Text shown:
═══
As a dental assistant, I recently turned to Google to see what I could find out about something a patient asked me about in the office. She said she had heard from a girlfriend of hers that she could use activated charcoal as a less expensive and highly effective way to whiten her teeth at home, by brushing with it. She wanted to know if this was true. This wasn’t the first time I’d heard of this so I thought I’d look into it. We advised her that brushing with it likely is too abrasive to her enamel, but didn’t have much else to say about it except to research it before trying it out.
The very first thing Google gave me was a blog post titled, How to Whiten Teeth with Charcoal, written by “Katie- Wellness Mama”, not Dr. Katie, D.D.S. which certainly would have been a more dependable source. Out of pure amusement, I read the blog, and then oh my gosh, there’s a video, too! I’ll admit, it was mildly entertaining watching a stranger brush her teeth with black, chunky charcoal in her home bathroom…
As much as I wanted to dislike and rag on Katie, I did appreciate that she did not claim to have all the facts, she literally just told people how to brush their teeth with charcoal, and even showed us. And she did state, on more than one instance in the post, that she is not a medical or dental professional, but she did consult her dentist friend and mentioned that people should check with their dentist before trying to whiten with activated charcoal. She also provided links to healthcare sites about the use of activated charcoal for food and other poisoning. While she seemed more like a salesperson for activated charcoal, she clearly did her research and gave some good background information and explanation of why she thinks it is effective, in many situations. However, it is still my opinion that this is a totally useless post clogging up the internet, making it even more difficult for me to find the reputable sources of information I am searching for.
═══
Dataset content:
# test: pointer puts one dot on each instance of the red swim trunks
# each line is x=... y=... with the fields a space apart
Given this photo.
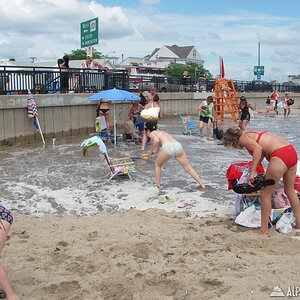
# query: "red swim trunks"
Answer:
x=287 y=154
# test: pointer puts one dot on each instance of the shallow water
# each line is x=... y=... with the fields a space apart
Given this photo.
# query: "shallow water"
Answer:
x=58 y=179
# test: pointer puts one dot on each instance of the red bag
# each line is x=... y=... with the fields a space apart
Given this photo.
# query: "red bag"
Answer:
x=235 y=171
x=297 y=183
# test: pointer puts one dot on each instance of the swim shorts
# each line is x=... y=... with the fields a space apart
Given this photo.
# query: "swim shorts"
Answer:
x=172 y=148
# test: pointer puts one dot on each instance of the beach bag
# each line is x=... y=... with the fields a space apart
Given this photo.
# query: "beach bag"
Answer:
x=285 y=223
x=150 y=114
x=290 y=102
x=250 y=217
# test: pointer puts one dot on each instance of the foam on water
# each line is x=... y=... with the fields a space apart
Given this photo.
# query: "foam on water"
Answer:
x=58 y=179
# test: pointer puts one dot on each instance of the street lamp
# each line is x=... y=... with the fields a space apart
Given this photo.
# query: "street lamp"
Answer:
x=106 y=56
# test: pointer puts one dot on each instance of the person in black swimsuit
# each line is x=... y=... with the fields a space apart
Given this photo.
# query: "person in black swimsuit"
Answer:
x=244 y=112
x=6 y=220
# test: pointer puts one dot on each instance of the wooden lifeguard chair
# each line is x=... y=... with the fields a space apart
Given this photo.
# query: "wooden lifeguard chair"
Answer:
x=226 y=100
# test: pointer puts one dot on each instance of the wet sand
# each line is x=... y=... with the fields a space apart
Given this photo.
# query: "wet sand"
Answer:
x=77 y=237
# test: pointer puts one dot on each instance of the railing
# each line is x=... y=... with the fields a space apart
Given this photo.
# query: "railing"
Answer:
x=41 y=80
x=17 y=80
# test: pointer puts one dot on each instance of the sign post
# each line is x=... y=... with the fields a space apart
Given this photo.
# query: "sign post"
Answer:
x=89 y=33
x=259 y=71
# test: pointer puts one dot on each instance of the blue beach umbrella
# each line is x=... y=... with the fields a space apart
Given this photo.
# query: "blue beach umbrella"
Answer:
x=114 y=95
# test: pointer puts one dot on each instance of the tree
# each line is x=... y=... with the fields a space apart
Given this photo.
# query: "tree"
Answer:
═══
What this exercise asks:
1. Reproduce the charcoal-whitening text between "As a dental" and "trying it out.", inclusive.
2. Name every specific individual the charcoal-whitening text mentions besides the writer, leaving out anyone mentioned only hypothetically or in general.
Answer using only the text about charcoal teeth whitening.

Numbered responses:
1.
As a dental assistant, I recently turned to Google to see what I could find out about something a patient asked me about in the office. She said she had heard from a girlfriend of hers that she could use activated charcoal as a less expensive and highly effective way to whiten her teeth at home, by brushing with it. She wanted to know if this was true. This wasn’t the first time I’d heard of this so I thought I’d look into it. We advised her that brushing with it likely is too abrasive to her enamel, but didn’t have much else to say about it except to research it before trying it out.

2.
- The patient who asked about activated charcoal
- The patient's girlfriend
- Katie, the "Wellness Mama" blogger
- Katie's dentist friend